Os detalhes que fazem a perfeição. Um dos destaques da seleção do Festival de Cinema Italiano 2023, excelente mostra de filmes gratuita com exibições em algumas salas e online, A Sombra de Caravaggio nos mostra alguns recortes da vida de Michelangelo Merisi, conhecido como Caravaggio, um influente pintor do final do século XVI e início do XVII que marcou a arte barroca em todo o mundo com uma extensa obra que buscava a associação do que era divino e do que era humano numa época onde a igreja católica mandava e desmandava na Itália. Dirigido pelo cineasta italiano Michele Placido, a narrativa se joga pelas imagens e movimentos de elementos emocionais conflitantes, característicos do protagonista.


Na trama, conhecemos parte da vida de Caravaggio (Riccardo Scamarcio), um famoso pintor que fez carreira na Itália e usava sua maestria arte como uma espécie de desabafo pelas associações que traçava em relação a tudo que via. Transformando em arte, a dor e angústia da humanidade, navegamos na fase final de vida do artista quando conseguiu abrigo após ser acusado de assassinato chegando à Nápoles em 1609, à espera de um perdão papal. Em paralelo a isso, acompanhamos a investigação da Igreja Católica, na figura do enigmático Ombra (Louis Garrel), para saber se o protagonista merece ou não o perdão.


O fascínio, o amor, o ódio. Elementos emocionais conflitantes guiavam a trajetória da genialidade de um artista complexo, intrigante, muitas vezes provocado, punido, senhor de grandes angústias numa reta em busca de validar seu espírito livre o que o levara para os lados interpretativos da inconsequência. Amados por alguns, odiados por tantos outros, Caravaggio era uma figura difícil de ser definida. Talvez por isso a narrativa se fixa nos diversos conflitos nessa fase de vida que o filme retrata, consumido pela angústia de não saber seu destino, andando entre Milão, Nápoles e Malta, criando arte a partir de expressões marcantes com referências em pessoas que encontrava nas noites em que não dormia.

DADOS APRESENTADOS:
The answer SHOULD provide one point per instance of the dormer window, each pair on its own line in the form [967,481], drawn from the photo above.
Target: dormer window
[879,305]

TAREFAS PROPOSTAS:
1. Transcreva, do texto sobre o filme A Sombra de Caravaggio, o trecho que abre com as palavras contendo "O fascínio, o" e se encerra com "que não dormia.".
2. Como seguiria o texto sobre o filme A Sombra de Caravaggio? Escreva a continuação a partir da última frase apresentada.

RESPOSTAS DAS TAREFAS:
1.
O fascínio, o amor, o ódio. Elementos emocionais conflitantes guiavam a trajetória da genialidade de um artista complexo, intrigante, muitas vezes provocado, punido, senhor de grandes angústias numa reta em busca de validar seu espírito livre o que o levara para os lados interpretativos da inconsequência. Amados por alguns, odiados por tantos outros, Caravaggio era uma figura difícil de ser definida. Talvez por isso a narrativa se fixa nos diversos conflitos nessa fase de vida que o filme retrata, consumido pela angústia de não saber seu destino, andando entre Milão, Nápoles e Malta, criando arte a partir de expressões marcantes com referências em pessoas que encontrava nas noites em que não dormia.

2.
Um dos inúmeros pontos positivos desse filme é o alcance de um poderoso recorte de uma época. Em paralelo a história do artista, enxergamos o olhar da Igreja Católica, até então definidora de destinos com seu poder de punição, sem saber o que fazer com um talento reconhecido por todos que apresentava suas obras ligadas ao divino de uma forma nunca antes vista. A personificação disso chega na figura sombria do personagem de Louis Garrel. Há também o olhar da alta sociedade sobre a situação do pintor, protegido em grande parte por famílias influentes, adoradores de seus trabalhos, ao longo de toda a Itália, como a influente Família Colonna aqui mencionada pela personagem de Isabelle Huppert, Costanza.


Com direito a intensos duelos de espadas, passagens históricas das origens de alguns obras lembradas até hoje e grandes imagens que representam o conjunto de angústias de um homem em eterno conflito, A Sombra de Caravaggio busca apresentar os fatos que compõem a reta final de vida do artista que marcou o movimento barroco.